Your objective: Your task is to reproduce exactly the lines from the line with "Keypoint placement: for each instance of the white-pink" through the end of the records below.

Provided records:
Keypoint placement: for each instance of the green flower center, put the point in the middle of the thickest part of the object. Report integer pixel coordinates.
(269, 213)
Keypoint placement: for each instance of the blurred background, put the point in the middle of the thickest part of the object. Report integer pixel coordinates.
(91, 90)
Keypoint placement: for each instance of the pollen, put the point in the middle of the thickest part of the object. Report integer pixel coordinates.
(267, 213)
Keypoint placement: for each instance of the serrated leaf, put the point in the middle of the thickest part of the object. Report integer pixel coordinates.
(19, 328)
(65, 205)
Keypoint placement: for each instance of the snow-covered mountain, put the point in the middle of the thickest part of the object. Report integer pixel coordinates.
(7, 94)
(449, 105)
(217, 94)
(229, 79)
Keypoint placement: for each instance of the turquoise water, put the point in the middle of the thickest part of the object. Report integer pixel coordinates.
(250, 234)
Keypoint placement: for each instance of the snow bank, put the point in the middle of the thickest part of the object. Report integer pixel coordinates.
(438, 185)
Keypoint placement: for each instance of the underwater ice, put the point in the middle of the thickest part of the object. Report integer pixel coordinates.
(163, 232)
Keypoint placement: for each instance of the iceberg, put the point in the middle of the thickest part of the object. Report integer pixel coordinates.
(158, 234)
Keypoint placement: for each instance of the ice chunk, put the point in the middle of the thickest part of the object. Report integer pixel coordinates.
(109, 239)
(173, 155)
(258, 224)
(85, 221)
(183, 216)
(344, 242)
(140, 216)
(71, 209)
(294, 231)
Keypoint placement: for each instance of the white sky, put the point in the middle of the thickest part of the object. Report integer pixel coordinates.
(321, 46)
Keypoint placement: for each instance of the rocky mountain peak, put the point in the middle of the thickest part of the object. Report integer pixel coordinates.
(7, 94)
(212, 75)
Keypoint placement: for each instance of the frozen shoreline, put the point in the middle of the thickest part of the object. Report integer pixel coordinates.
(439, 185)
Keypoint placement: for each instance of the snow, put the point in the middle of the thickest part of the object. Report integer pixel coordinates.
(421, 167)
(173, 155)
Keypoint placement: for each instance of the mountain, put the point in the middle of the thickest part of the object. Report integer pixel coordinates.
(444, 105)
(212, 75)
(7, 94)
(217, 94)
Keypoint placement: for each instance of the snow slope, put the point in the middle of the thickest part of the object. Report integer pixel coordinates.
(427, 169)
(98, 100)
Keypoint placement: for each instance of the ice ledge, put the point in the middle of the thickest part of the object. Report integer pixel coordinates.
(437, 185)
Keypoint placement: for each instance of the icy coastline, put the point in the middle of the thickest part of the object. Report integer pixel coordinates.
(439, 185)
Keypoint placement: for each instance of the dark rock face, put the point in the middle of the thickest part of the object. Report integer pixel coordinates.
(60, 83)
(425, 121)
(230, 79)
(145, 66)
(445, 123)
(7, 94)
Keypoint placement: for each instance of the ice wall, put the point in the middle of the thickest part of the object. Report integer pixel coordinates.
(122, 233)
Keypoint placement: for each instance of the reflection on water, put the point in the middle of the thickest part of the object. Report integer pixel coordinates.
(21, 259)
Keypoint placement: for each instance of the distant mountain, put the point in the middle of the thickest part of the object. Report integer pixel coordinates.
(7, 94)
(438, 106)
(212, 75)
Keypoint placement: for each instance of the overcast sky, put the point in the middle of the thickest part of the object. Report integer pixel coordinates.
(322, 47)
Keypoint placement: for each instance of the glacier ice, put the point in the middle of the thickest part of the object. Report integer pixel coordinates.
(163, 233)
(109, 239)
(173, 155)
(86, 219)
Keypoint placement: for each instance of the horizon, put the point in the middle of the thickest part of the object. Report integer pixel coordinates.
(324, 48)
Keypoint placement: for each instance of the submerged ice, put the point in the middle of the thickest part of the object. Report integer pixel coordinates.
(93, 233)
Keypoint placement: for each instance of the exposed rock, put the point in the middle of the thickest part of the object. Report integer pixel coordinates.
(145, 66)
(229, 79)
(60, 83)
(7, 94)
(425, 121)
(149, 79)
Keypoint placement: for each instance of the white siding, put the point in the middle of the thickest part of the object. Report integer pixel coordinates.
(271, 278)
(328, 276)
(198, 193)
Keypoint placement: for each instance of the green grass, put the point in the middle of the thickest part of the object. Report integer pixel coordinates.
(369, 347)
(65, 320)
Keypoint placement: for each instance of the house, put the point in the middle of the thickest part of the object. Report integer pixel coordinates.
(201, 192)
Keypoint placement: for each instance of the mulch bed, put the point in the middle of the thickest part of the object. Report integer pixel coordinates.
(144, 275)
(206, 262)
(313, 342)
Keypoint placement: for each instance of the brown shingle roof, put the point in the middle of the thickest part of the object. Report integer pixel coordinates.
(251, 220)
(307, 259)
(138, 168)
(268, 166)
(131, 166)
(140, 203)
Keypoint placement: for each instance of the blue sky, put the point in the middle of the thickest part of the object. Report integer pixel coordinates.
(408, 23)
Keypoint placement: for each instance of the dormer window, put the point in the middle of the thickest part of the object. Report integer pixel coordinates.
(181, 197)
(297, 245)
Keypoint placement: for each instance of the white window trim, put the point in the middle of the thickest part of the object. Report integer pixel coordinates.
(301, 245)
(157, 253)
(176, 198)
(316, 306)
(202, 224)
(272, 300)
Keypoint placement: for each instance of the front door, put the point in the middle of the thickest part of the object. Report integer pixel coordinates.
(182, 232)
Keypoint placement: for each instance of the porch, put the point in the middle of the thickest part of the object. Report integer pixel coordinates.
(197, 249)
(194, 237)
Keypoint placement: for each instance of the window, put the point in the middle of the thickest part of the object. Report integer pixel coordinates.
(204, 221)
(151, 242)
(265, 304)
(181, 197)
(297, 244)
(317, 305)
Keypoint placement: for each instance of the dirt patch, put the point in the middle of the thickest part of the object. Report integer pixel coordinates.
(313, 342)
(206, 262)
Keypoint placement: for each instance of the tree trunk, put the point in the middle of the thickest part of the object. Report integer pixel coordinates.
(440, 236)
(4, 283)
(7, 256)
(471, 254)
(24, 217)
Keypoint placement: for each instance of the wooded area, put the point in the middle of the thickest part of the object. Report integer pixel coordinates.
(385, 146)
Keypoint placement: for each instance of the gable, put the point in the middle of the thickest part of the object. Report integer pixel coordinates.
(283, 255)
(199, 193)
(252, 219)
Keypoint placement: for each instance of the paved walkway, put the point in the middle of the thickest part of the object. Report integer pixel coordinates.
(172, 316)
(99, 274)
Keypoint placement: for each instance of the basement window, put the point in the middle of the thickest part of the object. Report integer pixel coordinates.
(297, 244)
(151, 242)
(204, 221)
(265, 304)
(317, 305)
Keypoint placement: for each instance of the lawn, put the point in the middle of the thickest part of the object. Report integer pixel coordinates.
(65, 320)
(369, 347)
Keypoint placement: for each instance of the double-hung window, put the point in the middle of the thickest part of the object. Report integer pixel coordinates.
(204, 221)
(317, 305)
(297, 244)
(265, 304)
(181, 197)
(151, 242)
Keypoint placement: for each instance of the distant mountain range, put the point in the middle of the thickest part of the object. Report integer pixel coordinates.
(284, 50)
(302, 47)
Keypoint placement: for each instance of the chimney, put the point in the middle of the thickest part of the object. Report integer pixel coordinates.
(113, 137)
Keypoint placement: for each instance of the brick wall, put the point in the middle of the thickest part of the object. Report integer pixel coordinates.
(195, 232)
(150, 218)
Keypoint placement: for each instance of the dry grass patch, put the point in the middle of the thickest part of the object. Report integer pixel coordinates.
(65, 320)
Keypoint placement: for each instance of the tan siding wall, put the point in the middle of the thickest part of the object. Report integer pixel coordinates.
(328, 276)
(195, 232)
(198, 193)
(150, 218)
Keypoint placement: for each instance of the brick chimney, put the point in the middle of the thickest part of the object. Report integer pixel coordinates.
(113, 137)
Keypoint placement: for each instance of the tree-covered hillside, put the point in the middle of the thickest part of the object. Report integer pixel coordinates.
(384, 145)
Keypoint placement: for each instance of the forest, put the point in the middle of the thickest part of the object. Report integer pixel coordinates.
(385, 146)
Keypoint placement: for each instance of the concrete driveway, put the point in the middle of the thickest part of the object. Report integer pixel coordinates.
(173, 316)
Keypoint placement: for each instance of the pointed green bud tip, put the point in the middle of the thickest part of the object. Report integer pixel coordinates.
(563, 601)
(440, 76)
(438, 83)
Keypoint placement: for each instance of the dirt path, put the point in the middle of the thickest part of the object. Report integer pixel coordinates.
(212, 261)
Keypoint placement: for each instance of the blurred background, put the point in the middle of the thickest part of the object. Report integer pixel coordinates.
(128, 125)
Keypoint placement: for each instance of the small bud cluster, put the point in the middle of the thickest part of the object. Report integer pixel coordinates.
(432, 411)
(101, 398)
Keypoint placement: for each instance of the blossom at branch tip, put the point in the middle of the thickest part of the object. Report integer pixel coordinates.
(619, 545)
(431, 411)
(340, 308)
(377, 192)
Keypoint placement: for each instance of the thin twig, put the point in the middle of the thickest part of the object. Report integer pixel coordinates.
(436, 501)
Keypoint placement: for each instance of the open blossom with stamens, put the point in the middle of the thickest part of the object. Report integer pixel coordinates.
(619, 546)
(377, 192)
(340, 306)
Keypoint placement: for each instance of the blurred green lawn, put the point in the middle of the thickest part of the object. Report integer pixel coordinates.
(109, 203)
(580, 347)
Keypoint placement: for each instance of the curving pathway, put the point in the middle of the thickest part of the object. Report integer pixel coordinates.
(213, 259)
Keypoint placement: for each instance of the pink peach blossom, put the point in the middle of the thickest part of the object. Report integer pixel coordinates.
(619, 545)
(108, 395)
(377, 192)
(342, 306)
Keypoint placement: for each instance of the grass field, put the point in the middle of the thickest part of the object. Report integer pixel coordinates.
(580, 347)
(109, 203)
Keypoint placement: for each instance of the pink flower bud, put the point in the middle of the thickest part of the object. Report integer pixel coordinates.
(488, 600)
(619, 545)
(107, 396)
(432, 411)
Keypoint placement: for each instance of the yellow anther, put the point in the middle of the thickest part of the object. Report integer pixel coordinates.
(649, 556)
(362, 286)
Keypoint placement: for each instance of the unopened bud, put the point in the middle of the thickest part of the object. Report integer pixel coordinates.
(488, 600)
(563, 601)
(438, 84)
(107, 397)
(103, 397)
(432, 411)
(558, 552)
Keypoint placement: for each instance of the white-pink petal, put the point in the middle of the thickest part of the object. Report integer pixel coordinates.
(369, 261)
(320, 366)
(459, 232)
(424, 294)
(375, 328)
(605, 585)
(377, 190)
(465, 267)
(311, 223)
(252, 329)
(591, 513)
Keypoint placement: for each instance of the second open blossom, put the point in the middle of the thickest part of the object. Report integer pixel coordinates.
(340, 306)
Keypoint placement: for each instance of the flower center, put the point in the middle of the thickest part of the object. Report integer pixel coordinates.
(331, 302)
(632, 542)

Output below:
Keypoint placement: for each instance of the white-pink petal, put the point in the middle of the thickest part of the object. Report integer pixel coordinates.
(369, 261)
(320, 366)
(459, 232)
(424, 294)
(375, 328)
(605, 585)
(377, 190)
(465, 267)
(311, 223)
(252, 329)
(591, 513)
Keypoint placement: for each instance of the second open blossom, put the point in the middle of the thickest part of the object. Report integer pixel coordinates.
(340, 306)
Keypoint placement: for each instance of the flower center, put the point in the middle of the thickest part of the object. Report integer pixel coordinates.
(331, 302)
(632, 542)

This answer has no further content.